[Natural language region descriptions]

▼

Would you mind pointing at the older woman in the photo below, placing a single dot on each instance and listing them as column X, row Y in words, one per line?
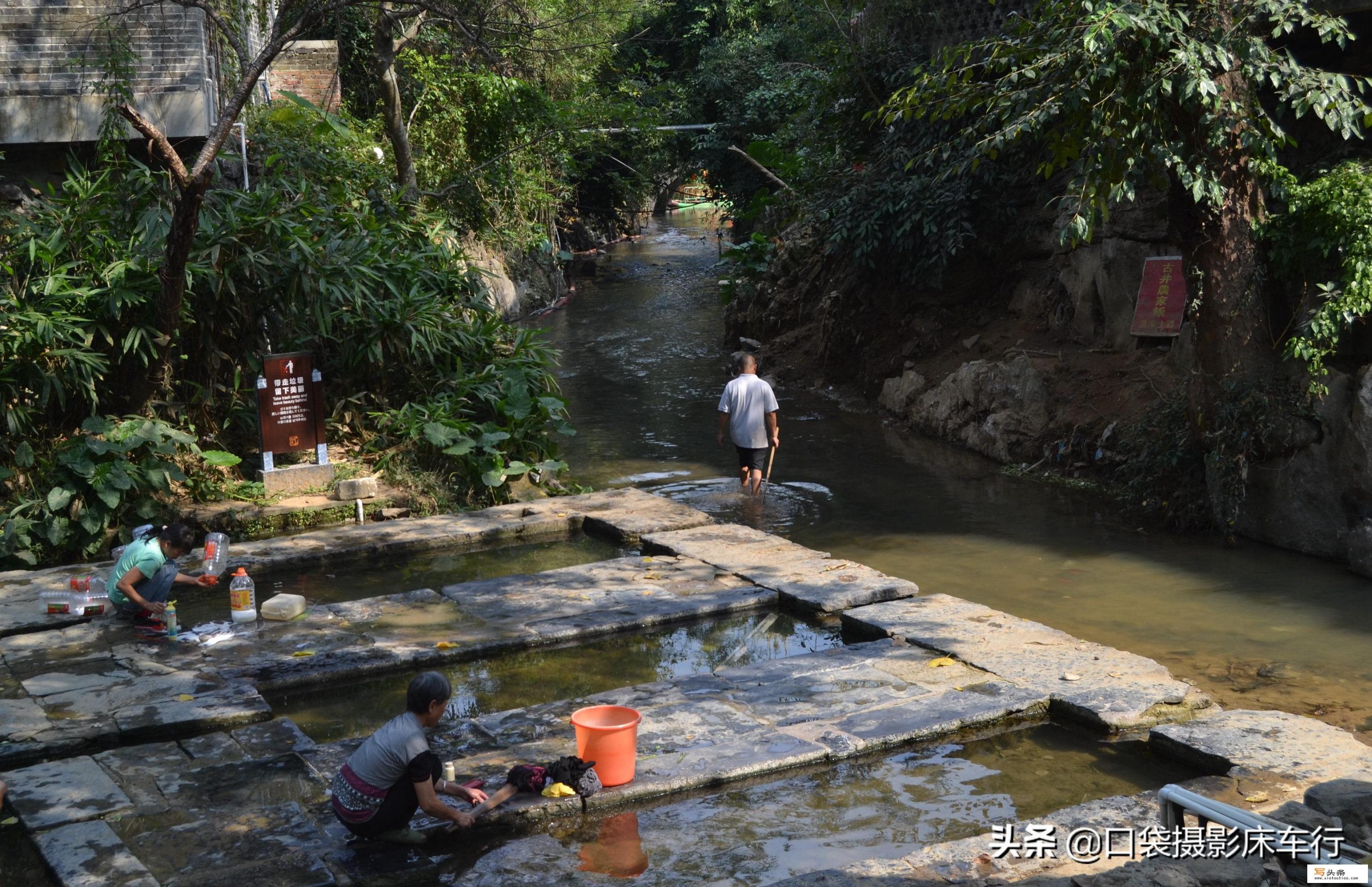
column 393, row 773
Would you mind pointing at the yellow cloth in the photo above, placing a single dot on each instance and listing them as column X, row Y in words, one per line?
column 559, row 790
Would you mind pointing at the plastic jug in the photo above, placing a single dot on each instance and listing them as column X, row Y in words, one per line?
column 216, row 554
column 242, row 598
column 283, row 608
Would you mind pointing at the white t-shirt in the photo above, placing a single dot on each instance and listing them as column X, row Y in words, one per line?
column 747, row 400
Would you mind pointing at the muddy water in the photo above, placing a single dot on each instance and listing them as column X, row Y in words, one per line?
column 353, row 581
column 643, row 367
column 888, row 807
column 537, row 676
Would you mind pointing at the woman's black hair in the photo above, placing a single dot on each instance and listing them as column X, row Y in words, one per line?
column 177, row 536
column 427, row 687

▲

*ASSIGNMENT*:
Nothing but the lines from the one with "Would you mind pointing at the plastic" through the final line of the records may appear in the answer, and each must be transcribed exactly.

*COMPLETED TASK*:
Would you mind pointing at the plastic jug in the photo above, placing a single dot on each instance and listing them as column X, row Y in words, one per line?
column 216, row 554
column 242, row 598
column 283, row 608
Would you mind pointing at the white t-shirt in the photo above, placing a single dot on each instance and listing them as column X, row Y in words, one per line?
column 747, row 400
Would you mind pointing at the muddy water in the photo above, placing a single dot on each instance and listing them as column X, row Y in words, one per line?
column 353, row 581
column 643, row 367
column 888, row 807
column 537, row 676
Would you mind pointing at the woman's black hair in the photo above, placing a single dot on each instance and listing them as column X, row Y in words, one per line?
column 177, row 536
column 427, row 687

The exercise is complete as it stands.